::: SUPPLIED MATERIAL :::
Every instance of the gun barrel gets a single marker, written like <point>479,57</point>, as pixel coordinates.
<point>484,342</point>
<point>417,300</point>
:::
::: SUPPLIED MATERIAL :::
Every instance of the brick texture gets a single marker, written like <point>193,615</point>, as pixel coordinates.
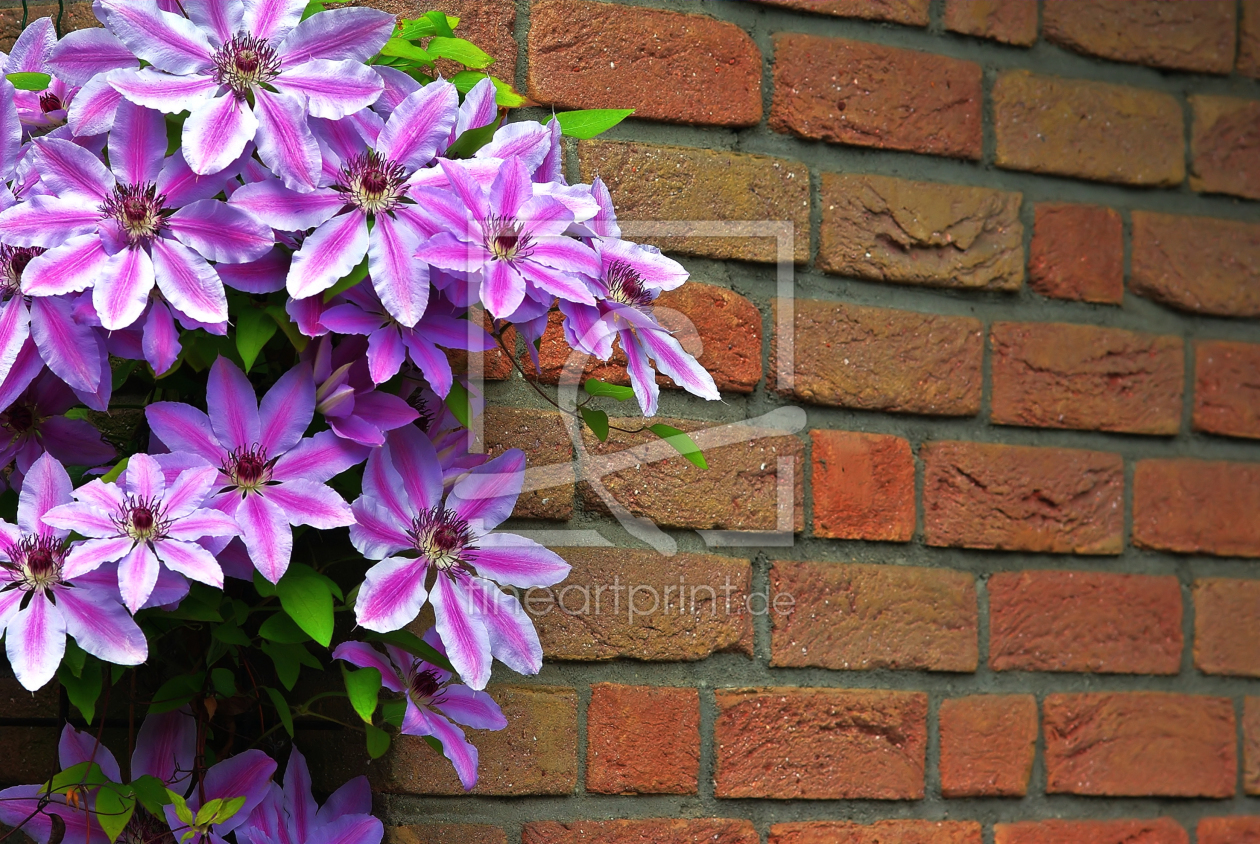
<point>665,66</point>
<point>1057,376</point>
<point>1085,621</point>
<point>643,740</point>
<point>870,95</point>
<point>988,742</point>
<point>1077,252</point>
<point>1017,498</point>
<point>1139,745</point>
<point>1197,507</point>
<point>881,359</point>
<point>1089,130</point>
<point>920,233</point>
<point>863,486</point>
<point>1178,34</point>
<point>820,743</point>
:::
::: SUPPLIED MATERIAL :::
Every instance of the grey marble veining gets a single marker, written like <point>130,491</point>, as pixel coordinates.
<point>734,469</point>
:::
DIRECTION
Count the lines above that contain the string "instance", treating uppercase and lowercase as different, and reply with the number alone.

ANSWER TO THE EXERCISE
3